Reproduce the data that follows in its entirety, character for character.
'''
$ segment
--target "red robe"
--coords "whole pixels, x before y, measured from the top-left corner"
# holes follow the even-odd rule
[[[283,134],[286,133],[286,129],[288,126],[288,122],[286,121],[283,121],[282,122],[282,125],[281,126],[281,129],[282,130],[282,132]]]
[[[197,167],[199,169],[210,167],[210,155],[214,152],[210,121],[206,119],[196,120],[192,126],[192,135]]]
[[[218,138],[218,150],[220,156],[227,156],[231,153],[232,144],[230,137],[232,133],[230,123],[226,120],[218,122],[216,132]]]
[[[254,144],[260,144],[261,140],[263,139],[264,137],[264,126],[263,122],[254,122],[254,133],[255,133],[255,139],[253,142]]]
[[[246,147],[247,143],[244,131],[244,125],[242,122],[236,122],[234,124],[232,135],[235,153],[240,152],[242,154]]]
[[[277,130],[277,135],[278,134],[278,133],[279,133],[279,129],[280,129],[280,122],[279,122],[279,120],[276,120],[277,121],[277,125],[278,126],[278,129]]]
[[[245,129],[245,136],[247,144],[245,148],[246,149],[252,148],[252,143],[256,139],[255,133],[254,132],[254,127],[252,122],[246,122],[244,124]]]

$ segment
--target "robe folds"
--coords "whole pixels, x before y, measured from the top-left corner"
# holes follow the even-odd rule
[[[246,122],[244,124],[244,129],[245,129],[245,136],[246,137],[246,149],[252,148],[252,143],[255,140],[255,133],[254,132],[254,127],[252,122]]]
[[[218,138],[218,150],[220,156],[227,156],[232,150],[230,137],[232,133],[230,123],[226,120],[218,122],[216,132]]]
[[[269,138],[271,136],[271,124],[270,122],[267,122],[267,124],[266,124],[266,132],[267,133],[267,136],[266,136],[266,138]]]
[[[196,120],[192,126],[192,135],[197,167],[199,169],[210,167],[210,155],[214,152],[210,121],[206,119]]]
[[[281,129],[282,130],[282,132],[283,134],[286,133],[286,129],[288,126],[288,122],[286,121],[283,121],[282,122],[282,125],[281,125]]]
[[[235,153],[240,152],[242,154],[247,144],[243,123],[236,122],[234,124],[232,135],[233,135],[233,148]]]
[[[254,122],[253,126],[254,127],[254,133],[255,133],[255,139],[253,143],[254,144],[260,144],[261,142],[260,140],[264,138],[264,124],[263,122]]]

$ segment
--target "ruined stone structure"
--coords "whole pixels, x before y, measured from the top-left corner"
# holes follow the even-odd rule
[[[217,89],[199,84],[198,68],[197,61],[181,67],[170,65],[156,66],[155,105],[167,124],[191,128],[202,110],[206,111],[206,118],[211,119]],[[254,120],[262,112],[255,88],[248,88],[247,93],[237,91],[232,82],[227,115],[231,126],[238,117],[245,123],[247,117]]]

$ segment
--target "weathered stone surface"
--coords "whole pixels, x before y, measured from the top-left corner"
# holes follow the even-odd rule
'''
■ Result:
$ segment
--target "red robe"
--coords "whole pixels, x before y, measured from the top-left corner"
# holes follow the even-odd rule
[[[283,134],[286,133],[286,129],[288,126],[288,122],[286,121],[283,121],[282,122],[282,125],[281,126],[281,129],[282,130],[282,132]]]
[[[197,167],[199,169],[210,167],[210,155],[214,152],[210,121],[206,119],[196,120],[192,126],[192,135]]]
[[[218,138],[218,150],[220,156],[227,156],[231,153],[232,144],[230,137],[232,133],[230,123],[226,120],[218,122],[216,132]]]
[[[254,144],[260,144],[261,140],[263,139],[264,137],[264,126],[263,122],[254,122],[254,133],[255,133],[255,139],[253,142]]]
[[[246,147],[247,143],[244,131],[244,125],[242,122],[236,122],[234,124],[232,135],[235,153],[240,152],[242,154]]]
[[[277,130],[277,135],[278,134],[278,133],[279,133],[279,129],[280,129],[280,122],[279,122],[279,120],[276,120],[277,121],[277,125],[278,126],[278,129]]]
[[[245,129],[245,136],[247,144],[245,148],[246,149],[252,148],[252,143],[256,139],[255,133],[254,132],[254,127],[252,122],[246,122],[244,124]]]

$ segment
--target "robe folds"
--coords "whole pixels, x before y, measured from the top-left corner"
# holes follow the even-odd rule
[[[246,122],[244,124],[244,129],[245,129],[245,136],[246,137],[246,149],[252,148],[252,143],[255,140],[255,133],[254,132],[254,127],[252,122]]]
[[[218,138],[218,150],[220,156],[227,156],[232,150],[230,137],[232,133],[230,123],[226,120],[218,122],[216,132]]]
[[[269,138],[271,136],[271,124],[270,122],[267,122],[267,124],[266,124],[266,132],[267,133],[267,136],[266,136],[266,138]]]
[[[196,120],[192,126],[192,135],[197,167],[199,169],[210,167],[210,155],[214,152],[210,121],[206,119]]]
[[[281,129],[282,130],[282,132],[283,134],[286,133],[286,129],[288,126],[288,122],[286,121],[283,121],[282,122],[282,125],[281,125]]]
[[[235,153],[240,152],[242,154],[247,144],[243,123],[236,122],[234,124],[232,135],[233,135],[233,148]]]
[[[254,122],[253,126],[254,127],[254,133],[255,133],[255,139],[253,143],[254,144],[260,144],[261,142],[260,140],[264,138],[264,124],[263,122]]]

$ segment
--target "ruined stone structure"
--coords "whole pixels, x before y, measured from the top-left corner"
# holes follow the even-odd rule
[[[217,89],[199,84],[198,68],[197,61],[181,67],[170,65],[156,66],[155,105],[167,124],[191,128],[202,110],[206,111],[206,118],[211,119]],[[254,120],[262,112],[255,88],[248,88],[247,93],[237,91],[232,82],[227,115],[231,126],[238,117],[245,123],[247,117]]]

$ segment
--target "weathered stone surface"
--coords "whole pixels, x before y, measured from the top-left corner"
# holes follow the even-odd rule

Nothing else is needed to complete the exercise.